Rescale the material below by reproducing every line, requests included, with each bounding-box coordinate in the answers multiplied by 2.55 and rounded to the nearest whole number, halves rounded up.

^^^^

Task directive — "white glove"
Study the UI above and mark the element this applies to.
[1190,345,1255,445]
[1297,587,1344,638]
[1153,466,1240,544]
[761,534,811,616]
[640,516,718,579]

^^^^

## [THE COMPLETED TASK]
Task directive — "white glove"
Study the UI above and mark the element this applies to.
[3035,880,3200,1135]
[3307,1497,3427,1627]
[2940,1188,3162,1387]
[1941,1362,2068,1571]
[1632,1316,1831,1476]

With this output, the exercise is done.